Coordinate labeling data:
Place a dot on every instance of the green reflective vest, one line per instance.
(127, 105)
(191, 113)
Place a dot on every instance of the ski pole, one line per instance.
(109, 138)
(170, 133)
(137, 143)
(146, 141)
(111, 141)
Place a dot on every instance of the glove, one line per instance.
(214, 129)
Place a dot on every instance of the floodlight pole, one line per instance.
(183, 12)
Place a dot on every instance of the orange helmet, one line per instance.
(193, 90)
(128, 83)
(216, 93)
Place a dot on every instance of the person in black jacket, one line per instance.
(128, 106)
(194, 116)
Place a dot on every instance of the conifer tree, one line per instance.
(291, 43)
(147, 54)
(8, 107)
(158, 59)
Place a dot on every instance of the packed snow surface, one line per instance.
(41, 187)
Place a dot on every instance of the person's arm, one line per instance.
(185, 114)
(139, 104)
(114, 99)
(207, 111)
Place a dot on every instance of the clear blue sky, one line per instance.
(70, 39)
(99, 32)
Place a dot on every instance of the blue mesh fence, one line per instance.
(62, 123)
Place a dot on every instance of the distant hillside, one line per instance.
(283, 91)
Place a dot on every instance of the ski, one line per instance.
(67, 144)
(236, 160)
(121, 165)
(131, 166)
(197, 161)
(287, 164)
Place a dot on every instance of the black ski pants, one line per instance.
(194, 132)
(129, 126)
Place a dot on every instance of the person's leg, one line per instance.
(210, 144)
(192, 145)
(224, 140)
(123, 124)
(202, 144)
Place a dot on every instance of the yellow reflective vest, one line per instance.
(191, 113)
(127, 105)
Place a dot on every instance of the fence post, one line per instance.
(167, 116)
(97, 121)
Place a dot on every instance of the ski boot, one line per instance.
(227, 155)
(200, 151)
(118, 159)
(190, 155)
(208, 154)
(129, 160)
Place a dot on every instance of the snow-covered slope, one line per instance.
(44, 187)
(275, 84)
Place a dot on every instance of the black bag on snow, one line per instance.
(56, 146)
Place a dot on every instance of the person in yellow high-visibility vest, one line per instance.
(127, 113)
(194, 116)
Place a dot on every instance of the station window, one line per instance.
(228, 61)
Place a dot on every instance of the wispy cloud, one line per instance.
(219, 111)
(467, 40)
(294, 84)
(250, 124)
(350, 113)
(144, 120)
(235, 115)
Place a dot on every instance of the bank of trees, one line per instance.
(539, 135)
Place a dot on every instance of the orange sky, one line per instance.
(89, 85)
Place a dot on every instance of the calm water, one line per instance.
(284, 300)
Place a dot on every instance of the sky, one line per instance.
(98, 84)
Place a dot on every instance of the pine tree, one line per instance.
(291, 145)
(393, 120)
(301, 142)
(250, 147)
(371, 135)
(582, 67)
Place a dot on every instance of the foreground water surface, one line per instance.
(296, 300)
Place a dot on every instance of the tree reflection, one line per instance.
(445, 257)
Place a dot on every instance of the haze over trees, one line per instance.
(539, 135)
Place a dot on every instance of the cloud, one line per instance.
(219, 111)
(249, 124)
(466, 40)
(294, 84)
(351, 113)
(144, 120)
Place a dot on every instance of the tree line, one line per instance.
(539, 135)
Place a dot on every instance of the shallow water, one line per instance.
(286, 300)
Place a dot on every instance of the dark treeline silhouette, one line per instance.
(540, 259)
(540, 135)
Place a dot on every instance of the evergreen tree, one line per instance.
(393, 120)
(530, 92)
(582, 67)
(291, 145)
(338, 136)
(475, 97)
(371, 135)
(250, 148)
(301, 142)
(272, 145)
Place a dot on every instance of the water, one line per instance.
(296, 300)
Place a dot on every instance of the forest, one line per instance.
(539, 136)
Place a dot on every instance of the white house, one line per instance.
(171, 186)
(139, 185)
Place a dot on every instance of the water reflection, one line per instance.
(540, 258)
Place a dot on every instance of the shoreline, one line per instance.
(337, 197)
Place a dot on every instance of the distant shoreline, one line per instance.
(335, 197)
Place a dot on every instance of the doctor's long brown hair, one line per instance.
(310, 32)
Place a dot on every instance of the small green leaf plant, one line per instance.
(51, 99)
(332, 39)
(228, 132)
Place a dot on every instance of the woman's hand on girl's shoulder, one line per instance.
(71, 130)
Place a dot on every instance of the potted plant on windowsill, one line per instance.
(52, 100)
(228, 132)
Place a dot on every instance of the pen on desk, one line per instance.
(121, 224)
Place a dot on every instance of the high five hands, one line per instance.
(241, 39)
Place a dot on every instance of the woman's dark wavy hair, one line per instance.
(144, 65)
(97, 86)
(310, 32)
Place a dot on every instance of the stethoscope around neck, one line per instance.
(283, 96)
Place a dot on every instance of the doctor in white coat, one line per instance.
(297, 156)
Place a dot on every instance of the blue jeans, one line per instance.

AIM: Render all of the data above as a numbered list, leaving out any blank lines.

FULL OUTPUT:
1. Place a dot on every instance of the green reflective vest, one line per instance.
2. (127, 105)
3. (191, 113)
4. Place a dot on every instance of the ski pole, one line per instance.
5. (109, 138)
6. (170, 133)
7. (137, 143)
8. (146, 141)
9. (111, 141)
10. Place a dot on every instance of the glove, one line per instance.
11. (214, 129)
12. Place a dot on every instance of the floodlight pole, one line per instance.
13. (183, 12)
14. Place a dot on every instance of the orange helmet, one line per instance.
15. (193, 90)
16. (128, 83)
17. (216, 93)
18. Place a dot on every instance of the person in black jacket, one line per instance.
19. (128, 106)
20. (194, 116)
21. Place a dot on every instance of the conifer tree, one line per instance.
22. (291, 43)
23. (147, 54)
24. (8, 107)
25. (158, 59)
26. Place a dot on every instance of the packed snow surface, one line per instance.
27. (41, 187)
28. Place a dot on every instance of the person's arm, one line per instance.
29. (185, 114)
30. (139, 104)
31. (114, 99)
32. (207, 111)
33. Place a dot on every instance of the clear blue sky, one line per instance.
34. (70, 39)
35. (99, 32)
36. Place a dot on every instance of the blue mesh fence, one line per instance.
37. (62, 123)
38. Place a dot on every instance of the distant hillside, one line per instance.
39. (283, 91)
40. Place a dot on every instance of the ski, one line per instance.
41. (67, 144)
42. (236, 160)
43. (121, 165)
44. (131, 166)
45. (197, 161)
46. (287, 164)
47. Place a dot on every instance of the black ski pants, one line per instance.
48. (194, 132)
49. (129, 126)
50. Place a dot on every instance of the person's leg, one line per instance.
51. (210, 144)
52. (192, 145)
53. (224, 140)
54. (123, 124)
55. (202, 144)
56. Place a dot on every instance of the yellow reflective vest, one line per instance.
57. (191, 113)
58. (127, 105)
59. Place a dot on every instance of the fence post, one line per instance.
60. (167, 116)
61. (97, 121)
62. Place a dot on every instance of the ski boot, one line per instance.
63. (227, 155)
64. (200, 151)
65. (118, 159)
66. (190, 155)
67. (208, 154)
68. (129, 160)
69. Place a dot on every instance of the snow-covered slope, one line per instance.
70. (44, 187)
71. (275, 84)
72. Place a dot on every instance of the black bag on snow, one line per instance.
73. (56, 146)
74. Place a dot on every instance of the person in yellow high-visibility vest, one line per instance.
75. (127, 113)
76. (194, 116)
77. Place a dot on every instance of the station window, one line per instance.
78. (228, 61)
79. Place a dot on every instance of the wispy cloud, one line per instance.
80. (219, 111)
81. (467, 40)
82. (294, 84)
83. (250, 124)
84. (350, 113)
85. (144, 120)
86. (235, 115)
87. Place a dot on every instance of the bank of trees, one line per instance.
88. (539, 135)
89. Place a dot on every instance of the orange sky, one line per instance.
90. (89, 85)
91. Place a dot on every instance of the calm water, one line per instance.
92. (284, 300)
93. Place a dot on every instance of the sky, one line per instance.
94. (98, 84)
95. Place a dot on every instance of the pine tree, one line per instance.
96. (291, 145)
97. (393, 120)
98. (301, 142)
99. (250, 147)
100. (371, 135)
101. (582, 67)
102. Place a dot on every instance of the foreground water surface, one line per instance.
103. (296, 300)
104. Place a dot on every instance of the tree reflection, one line per instance.
105. (445, 257)
106. Place a dot on every instance of the haze over trees, one line per instance.
107. (539, 135)
108. Place a dot on every instance of the cloud, one line per instance.
109. (219, 111)
110. (249, 124)
111. (466, 40)
112. (294, 84)
113. (351, 113)
114. (144, 120)
115. Place a dot on every instance of the tree line, one line per instance.
116. (539, 135)
117. Place a dot on every instance of the shallow water, one line per instance.
118. (286, 300)
119. Place a dot on every instance of the dark treeline silhouette, one line per instance.
120. (540, 259)
121. (540, 135)
122. Place a dot on every instance of the evergreen tree, one line per instance.
123. (393, 120)
124. (530, 92)
125. (582, 67)
126. (291, 145)
127. (338, 136)
128. (475, 97)
129. (371, 135)
130. (250, 148)
131. (301, 142)
132. (272, 145)
133. Place a dot on every instance of the water, one line per instance.
134. (296, 300)
135. Place a dot on every instance of the forest, one line per instance.
136. (539, 136)
137. Place a dot on every instance of the white house, one line per instance.
138. (171, 186)
139. (139, 185)
140. Place a dot on every instance of the water reflection, one line per instance.
141. (540, 258)
142. Place a dot on every instance of the shoreline, one line per instance.
143. (337, 197)
144. Place a dot on every instance of the distant shoreline, one line per instance.
145. (335, 197)
146. Place a dot on every instance of the doctor's long brown hair, one line per instance.
147. (310, 32)
148. Place a dot on every instance of the small green leaf plant, one line per instance.
149. (51, 99)
150. (332, 39)
151. (228, 132)
152. Place a dot on every instance of the woman's hand on girl's shoulder, one line per instance.
153. (71, 130)
154. Place a dot on every instance of the potted plant on windowsill, one line per instance.
155. (52, 100)
156. (228, 132)
157. Place a dot on every instance of the pen on desk, one line per instance.
158. (121, 224)
159. Place a dot on every instance of the high five hands, one line per instance.
160. (241, 39)
161. Place a dot on every instance of the woman's dark wavy hair, one line per instance.
162. (144, 65)
163. (97, 86)
164. (310, 32)
165. Place a dot on every instance of the stethoscope around neck, one line per instance.
166. (283, 96)
167. Place a dot on every instance of the doctor in white coat, one line per instance.
168. (297, 156)
169. Place a dot on every instance of the blue jeans, one line per instance.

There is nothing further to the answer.